>> Begin Material provided

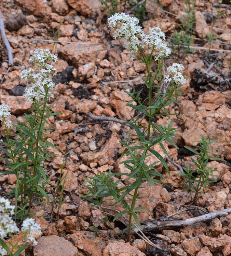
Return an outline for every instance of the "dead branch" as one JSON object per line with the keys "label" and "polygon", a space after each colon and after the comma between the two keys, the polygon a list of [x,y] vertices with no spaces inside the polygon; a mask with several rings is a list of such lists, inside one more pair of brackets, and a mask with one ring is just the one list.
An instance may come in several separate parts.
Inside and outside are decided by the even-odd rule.
{"label": "dead branch", "polygon": [[182,173],[184,173],[182,167],[180,165],[175,163],[173,160],[170,159],[169,157],[167,158],[167,160],[170,163],[171,163],[174,165],[178,167]]}
{"label": "dead branch", "polygon": [[88,112],[88,113],[87,113],[86,114],[90,118],[91,118],[93,120],[96,120],[96,121],[112,121],[113,122],[117,122],[117,123],[122,123],[122,124],[125,124],[125,125],[127,125],[129,127],[131,127],[129,124],[127,123],[127,121],[124,121],[124,120],[121,120],[121,119],[119,119],[118,118],[116,118],[116,117],[101,117],[98,116],[95,116],[94,115],[93,115],[93,114],[90,112]]}
{"label": "dead branch", "polygon": [[87,133],[89,130],[88,127],[81,127],[80,128],[75,128],[74,129],[74,133],[73,136],[75,137],[76,135],[79,133]]}
{"label": "dead branch", "polygon": [[1,10],[0,10],[0,32],[1,32],[1,34],[2,35],[2,40],[3,40],[3,42],[6,46],[7,51],[8,52],[9,65],[9,66],[13,66],[13,53],[12,53],[12,49],[10,47],[10,43],[6,35],[5,29],[4,27],[4,23],[3,22],[3,20],[2,19]]}
{"label": "dead branch", "polygon": [[[231,208],[228,208],[186,220],[172,219],[165,220],[147,220],[141,222],[141,227],[143,232],[151,232],[172,228],[181,228],[185,226],[190,226],[199,222],[206,221],[217,217],[225,216],[230,213],[231,213]],[[137,231],[135,228],[133,230],[134,230]]]}

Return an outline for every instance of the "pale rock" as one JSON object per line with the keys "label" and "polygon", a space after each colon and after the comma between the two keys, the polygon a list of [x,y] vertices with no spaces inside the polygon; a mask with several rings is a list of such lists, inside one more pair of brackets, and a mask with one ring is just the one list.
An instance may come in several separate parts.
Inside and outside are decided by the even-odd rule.
{"label": "pale rock", "polygon": [[80,66],[78,68],[79,76],[82,80],[89,78],[94,74],[96,66],[93,62]]}
{"label": "pale rock", "polygon": [[87,172],[89,169],[89,167],[84,164],[81,164],[79,165],[79,168],[80,170],[82,171],[82,172]]}
{"label": "pale rock", "polygon": [[[78,209],[78,206],[74,204],[71,204],[67,203],[63,204],[59,209],[59,215],[62,218],[66,217],[68,215],[71,215],[75,211]],[[58,212],[58,208],[54,209],[54,213],[57,214]]]}
{"label": "pale rock", "polygon": [[79,218],[79,226],[82,230],[86,231],[89,227],[89,223],[80,218]]}
{"label": "pale rock", "polygon": [[108,50],[108,59],[110,62],[114,65],[119,65],[122,60],[121,52],[118,47],[113,47]]}
{"label": "pale rock", "polygon": [[20,36],[25,36],[28,37],[32,37],[34,35],[34,29],[28,25],[26,25],[18,30],[17,33]]}
{"label": "pale rock", "polygon": [[52,9],[60,15],[67,14],[69,7],[65,0],[53,0],[51,2]]}
{"label": "pale rock", "polygon": [[78,249],[69,241],[57,235],[42,236],[34,248],[34,256],[78,256]]}
{"label": "pale rock", "polygon": [[[211,147],[211,148],[213,148]],[[209,155],[211,155],[211,152],[209,153]],[[208,163],[206,165],[206,168],[211,168],[212,169],[214,170],[212,172],[212,174],[215,175],[217,176],[213,176],[210,175],[209,176],[210,178],[214,179],[217,180],[219,180],[221,179],[222,176],[225,173],[228,173],[230,168],[228,166],[222,163],[219,163],[217,161],[211,161]]]}
{"label": "pale rock", "polygon": [[76,111],[77,113],[87,113],[93,110],[97,105],[96,101],[82,99],[75,105]]}
{"label": "pale rock", "polygon": [[106,245],[106,241],[97,237],[95,232],[89,231],[76,231],[71,235],[71,241],[89,256],[102,256]]}
{"label": "pale rock", "polygon": [[85,65],[92,60],[100,62],[107,53],[104,46],[88,44],[68,44],[59,49],[59,53],[68,62],[71,61],[76,67]]}
{"label": "pale rock", "polygon": [[1,103],[10,106],[11,114],[19,115],[24,113],[31,108],[32,102],[26,100],[24,96],[7,96],[0,94]]}
{"label": "pale rock", "polygon": [[59,59],[52,65],[57,69],[57,73],[61,73],[64,69],[65,69],[68,66],[68,64],[63,60]]}
{"label": "pale rock", "polygon": [[11,185],[14,184],[17,181],[17,177],[15,174],[9,174],[7,181]]}
{"label": "pale rock", "polygon": [[181,188],[184,181],[182,176],[179,176],[179,171],[170,171],[170,174],[166,174],[164,177],[161,177],[160,180],[174,188]]}
{"label": "pale rock", "polygon": [[104,153],[102,152],[93,153],[92,151],[89,151],[80,154],[80,157],[89,166],[91,163],[97,163],[103,155]]}
{"label": "pale rock", "polygon": [[171,4],[173,0],[162,0],[161,1],[161,5],[163,6],[167,6]]}
{"label": "pale rock", "polygon": [[64,221],[65,229],[68,233],[73,233],[76,230],[80,230],[79,220],[76,216],[67,216],[64,218]]}
{"label": "pale rock", "polygon": [[215,110],[225,103],[225,98],[220,92],[210,91],[199,95],[196,105],[200,108]]}
{"label": "pale rock", "polygon": [[182,138],[186,146],[196,146],[198,143],[195,142],[201,141],[202,135],[207,137],[204,126],[197,120],[194,121],[188,119],[185,122],[184,126],[185,129],[183,132]]}
{"label": "pale rock", "polygon": [[223,190],[213,192],[206,200],[207,209],[210,212],[223,210],[227,198],[227,194]]}
{"label": "pale rock", "polygon": [[81,28],[79,31],[77,31],[77,37],[79,40],[82,41],[86,41],[87,40],[88,37],[88,33],[86,29]]}
{"label": "pale rock", "polygon": [[18,70],[8,72],[5,77],[5,81],[1,85],[1,87],[7,90],[13,89],[18,85],[19,80],[20,77],[20,73]]}
{"label": "pale rock", "polygon": [[222,181],[229,185],[231,182],[231,172],[228,171],[222,176],[221,179]]}
{"label": "pale rock", "polygon": [[124,241],[111,242],[103,252],[103,256],[145,256],[145,254],[135,246]]}
{"label": "pale rock", "polygon": [[221,38],[222,39],[222,40],[227,42],[229,43],[231,41],[231,35],[230,33],[223,33],[221,35],[219,35]]}
{"label": "pale rock", "polygon": [[64,170],[63,171],[63,174],[62,177],[62,180],[63,182],[61,184],[63,183],[64,178],[67,172],[66,175],[66,180],[64,183],[64,186],[65,190],[66,191],[71,192],[72,190],[76,189],[78,186],[78,179],[76,177],[76,173],[74,173],[71,171]]}
{"label": "pale rock", "polygon": [[143,252],[145,252],[147,243],[143,239],[135,239],[132,242],[132,246],[134,246]]}
{"label": "pale rock", "polygon": [[196,256],[212,256],[209,249],[207,247],[202,247]]}
{"label": "pale rock", "polygon": [[68,4],[85,16],[95,16],[101,13],[102,4],[99,0],[67,0]]}
{"label": "pale rock", "polygon": [[13,48],[17,48],[19,46],[19,41],[18,38],[15,36],[7,36],[9,42]]}
{"label": "pale rock", "polygon": [[72,115],[72,112],[68,109],[65,109],[65,102],[66,101],[68,101],[71,104],[72,101],[72,100],[69,96],[60,95],[58,99],[54,102],[51,105],[53,108],[52,109],[52,111],[62,113],[57,115],[56,116],[57,118],[63,120],[69,118]]}
{"label": "pale rock", "polygon": [[60,36],[71,36],[74,26],[73,24],[61,24],[60,29]]}
{"label": "pale rock", "polygon": [[109,61],[106,59],[102,60],[99,63],[100,65],[103,68],[110,68],[112,65],[110,61]]}
{"label": "pale rock", "polygon": [[43,0],[15,0],[15,2],[35,16],[44,17],[44,14],[48,16],[51,12],[51,8]]}
{"label": "pale rock", "polygon": [[[183,235],[182,233],[171,230],[165,229],[161,231],[162,234],[167,237],[170,240],[170,242],[179,244],[182,242],[185,239],[185,236]],[[183,238],[183,239],[182,239]]]}
{"label": "pale rock", "polygon": [[182,248],[177,246],[174,244],[171,245],[170,247],[170,251],[174,256],[187,256],[188,254]]}
{"label": "pale rock", "polygon": [[148,34],[149,34],[149,28],[158,26],[161,27],[161,31],[164,33],[171,33],[174,31],[176,25],[176,23],[172,21],[160,17],[143,22],[143,30]]}
{"label": "pale rock", "polygon": [[200,11],[195,12],[196,18],[196,31],[201,38],[205,38],[205,34],[210,35],[210,29],[205,21],[205,18]]}
{"label": "pale rock", "polygon": [[184,250],[190,255],[195,255],[203,247],[197,237],[185,239],[182,243]]}
{"label": "pale rock", "polygon": [[222,224],[217,218],[212,219],[206,231],[206,235],[208,236],[217,237],[221,234]]}

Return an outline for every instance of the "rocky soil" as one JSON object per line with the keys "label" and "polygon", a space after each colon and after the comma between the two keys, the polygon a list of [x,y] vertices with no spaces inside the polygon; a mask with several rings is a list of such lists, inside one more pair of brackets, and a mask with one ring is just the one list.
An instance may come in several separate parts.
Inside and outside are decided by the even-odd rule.
{"label": "rocky soil", "polygon": [[[186,16],[184,2],[163,0],[164,7],[162,10],[155,3],[147,1],[149,13],[143,22],[144,29],[147,31],[149,27],[159,26],[169,40],[174,30],[179,28],[179,16]],[[161,180],[171,189],[160,184],[154,187],[147,182],[142,185],[137,204],[151,211],[141,211],[138,214],[140,222],[169,215],[188,219],[231,207],[231,77],[229,68],[231,6],[223,6],[220,10],[225,10],[225,13],[219,17],[213,29],[220,37],[212,43],[209,55],[206,53],[209,46],[202,40],[205,37],[203,33],[209,33],[213,14],[215,15],[218,11],[219,5],[214,4],[217,2],[196,0],[197,36],[193,42],[194,47],[184,60],[177,60],[172,55],[166,58],[166,67],[182,62],[187,82],[181,88],[182,95],[177,104],[171,104],[168,109],[170,113],[179,115],[171,116],[173,127],[178,129],[175,143],[179,149],[170,144],[166,146],[169,158],[186,167],[192,157],[183,146],[193,148],[196,145],[194,142],[200,140],[203,135],[218,140],[212,145],[217,150],[211,151],[211,155],[225,161],[209,163],[209,167],[218,171],[215,174],[217,182],[208,185],[204,193],[199,195],[197,207],[188,207],[174,215],[190,203],[190,194],[184,192],[184,180],[179,176],[179,168],[168,161],[160,147],[157,149],[167,161],[170,176],[162,165],[156,167],[166,175]],[[226,2],[223,3],[229,3]],[[142,86],[141,78],[146,75],[144,67],[139,60],[130,61],[124,45],[113,39],[106,13],[101,6],[99,0],[1,0],[0,3],[14,63],[5,75],[8,67],[7,52],[0,36],[0,101],[10,106],[15,124],[16,120],[28,112],[31,106],[22,96],[27,84],[20,79],[20,73],[31,67],[28,60],[33,51],[39,48],[48,49],[59,57],[55,64],[57,75],[53,78],[57,88],[53,92],[54,98],[49,103],[54,111],[62,114],[49,119],[54,130],[48,140],[57,147],[60,153],[49,160],[47,173],[55,186],[65,154],[63,175],[68,173],[63,196],[67,201],[62,206],[58,219],[51,219],[50,203],[33,209],[36,213],[34,218],[40,224],[43,235],[34,251],[29,250],[28,253],[34,256],[49,256],[54,253],[60,256],[231,255],[231,214],[182,228],[159,230],[152,236],[148,234],[154,243],[163,248],[162,251],[157,251],[134,235],[130,243],[125,242],[124,235],[117,241],[110,226],[104,223],[102,213],[96,208],[88,207],[89,203],[80,198],[88,192],[82,186],[86,184],[84,176],[91,177],[110,168],[114,172],[129,171],[119,164],[124,160],[119,158],[119,141],[128,136],[129,128],[117,122],[93,120],[86,113],[91,112],[96,116],[129,121],[131,114],[135,116],[136,113],[125,107],[130,99],[124,91]],[[129,10],[129,6],[126,8]],[[57,36],[60,23],[59,40],[61,42],[54,47],[53,33]],[[156,121],[158,125],[165,126],[170,120],[165,117],[157,118]],[[4,140],[3,137],[1,139]],[[57,153],[51,147],[49,150]],[[5,169],[2,163],[0,170]],[[122,178],[121,185],[125,185],[126,176]],[[5,195],[16,181],[14,175],[0,176],[1,194]],[[48,192],[51,198],[54,192],[54,189]],[[119,205],[114,207],[122,209]],[[119,222],[113,225],[118,234],[122,235],[125,227]],[[92,227],[99,231],[93,232]]]}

>> End Material provided

**What needs to be done**
Count how many lines in the rows above contain the word "list". Reply with the number alone.

**Exercise solution**
3